◆ STATED EXERCISE
Rewrite the records with each "pinpoint" swapped for "locate" and everything else left as it is. Leave the pictures out of your answer.

◆ Excerpts of bounding box data

*-*-*

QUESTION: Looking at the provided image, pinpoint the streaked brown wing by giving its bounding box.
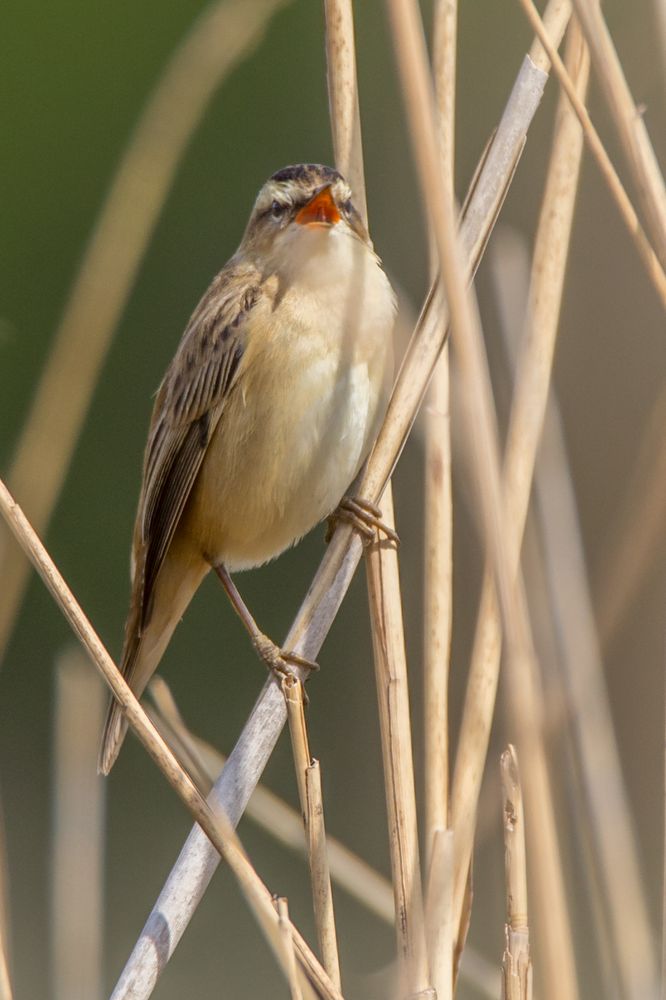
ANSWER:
[134,266,260,632]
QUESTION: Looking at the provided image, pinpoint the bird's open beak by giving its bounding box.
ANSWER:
[296,184,341,226]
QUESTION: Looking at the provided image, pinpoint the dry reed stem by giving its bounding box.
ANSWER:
[594,386,666,649]
[453,19,588,997]
[536,376,658,1000]
[275,896,303,1000]
[389,0,577,1000]
[426,830,454,1000]
[0,808,12,1000]
[282,674,312,823]
[305,760,341,988]
[529,0,571,73]
[147,674,497,1000]
[423,0,457,868]
[107,39,547,1000]
[324,0,368,223]
[492,221,657,1000]
[282,675,340,987]
[0,479,341,1000]
[0,0,286,660]
[452,0,576,910]
[519,0,666,305]
[573,0,666,269]
[500,744,532,1000]
[325,0,428,994]
[51,647,106,1000]
[366,491,430,996]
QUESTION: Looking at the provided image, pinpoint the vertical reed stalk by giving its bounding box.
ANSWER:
[500,745,532,1000]
[423,0,457,868]
[51,648,107,1000]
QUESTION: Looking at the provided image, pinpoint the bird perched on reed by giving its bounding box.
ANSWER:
[99,164,395,774]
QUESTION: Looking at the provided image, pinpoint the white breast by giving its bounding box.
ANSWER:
[204,227,395,569]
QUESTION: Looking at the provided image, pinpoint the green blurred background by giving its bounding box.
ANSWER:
[0,0,666,1000]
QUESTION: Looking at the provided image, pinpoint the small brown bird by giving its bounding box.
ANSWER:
[99,164,395,774]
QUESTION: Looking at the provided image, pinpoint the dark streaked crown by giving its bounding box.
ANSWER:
[241,163,372,253]
[270,163,342,188]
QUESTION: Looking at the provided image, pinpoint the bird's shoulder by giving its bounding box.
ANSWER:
[151,258,264,430]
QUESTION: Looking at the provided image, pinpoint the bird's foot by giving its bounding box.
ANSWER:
[252,632,319,680]
[326,496,400,546]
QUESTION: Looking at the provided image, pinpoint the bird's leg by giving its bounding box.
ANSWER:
[326,496,400,545]
[213,563,319,678]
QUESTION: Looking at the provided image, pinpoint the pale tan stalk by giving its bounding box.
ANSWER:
[275,896,303,1000]
[51,647,107,1000]
[324,0,368,222]
[501,221,657,1000]
[529,0,571,73]
[282,675,311,820]
[0,0,286,672]
[452,23,587,997]
[366,491,429,996]
[146,674,497,1000]
[325,0,428,994]
[520,0,666,305]
[426,830,455,1000]
[113,35,547,1000]
[573,0,666,270]
[594,385,666,649]
[0,480,341,1000]
[282,676,340,987]
[423,0,457,868]
[0,809,12,1000]
[389,11,577,1000]
[500,745,532,1000]
[305,760,341,988]
[536,374,658,1000]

*-*-*

◆ THE SOLUTION
QUESTION: Looking at the provided image, locate the streaked brown wing by giving its bounding box.
ANSWER:
[134,266,260,632]
QUESTION: Looking at the provided image, locate the bird's open beak by giving its bounding box.
ANSWER:
[296,184,341,226]
QUESTION: Looking at the provided image, locate the dry reed stem by giving its bounding box.
ANSWER:
[594,386,666,649]
[453,19,588,997]
[536,376,658,1000]
[275,896,303,1000]
[389,0,577,1000]
[426,830,454,1000]
[0,808,12,1000]
[282,674,312,823]
[305,760,341,988]
[529,0,571,73]
[147,674,497,1000]
[423,0,457,868]
[107,39,547,1000]
[324,0,368,223]
[492,221,657,1000]
[282,675,340,987]
[0,479,341,1000]
[0,0,286,660]
[452,0,576,910]
[519,0,666,305]
[573,0,666,269]
[500,744,532,1000]
[325,0,428,994]
[51,647,106,1000]
[366,491,430,996]
QUESTION: Looking at the provided image, locate the vertical reed stalk by giving its bounding box.
ANSWER:
[500,745,532,1000]
[423,0,457,868]
[51,648,107,1000]
QUESTION: Looking at the provided image, locate the bird perched on reed by giving its bounding box.
ANSWER:
[99,164,395,774]
QUESTION: Looking at the provided image, locate the white breast by giving its bounding box.
ANSWER:
[204,227,395,569]
QUESTION: Looking at the provided image, locate the green blurred background by giving its bounding box.
ANSWER:
[0,0,666,1000]
QUESTION: Looking at the provided image, locate the small brown bird by giving its bounding box.
ANSWER:
[99,164,395,774]
QUESTION: Looking at the provided image, locate the dark streaked crown by giving its bounding box.
ANSWER:
[241,163,372,253]
[270,163,342,188]
QUESTION: Looking at the provided image, locate the bird's shoulder by giving its bounding box.
ANSWER:
[151,258,264,430]
QUESTION: Looking at the provided image, locate the bird's foot by giving its bounding box.
ANSWER:
[252,632,319,680]
[326,496,400,546]
QUESTION: Looking at the provided image, locate the bird's leg by giving its bounding box.
ANSWER:
[326,496,400,545]
[213,563,319,678]
QUESTION: Looking at the provided image, locate the pale tan stalk by giving its bounding box.
ANSWER:
[275,896,303,1000]
[51,647,107,1000]
[324,0,368,222]
[501,221,657,1000]
[529,0,571,73]
[282,675,311,820]
[0,0,286,672]
[452,23,587,997]
[366,491,429,996]
[146,674,497,1000]
[325,0,428,994]
[520,0,666,305]
[426,830,455,1000]
[113,35,547,1000]
[573,0,666,270]
[594,385,666,649]
[0,480,341,1000]
[282,676,340,987]
[423,0,457,868]
[0,809,12,1000]
[389,11,577,1000]
[500,745,532,1000]
[305,760,341,988]
[536,374,658,1000]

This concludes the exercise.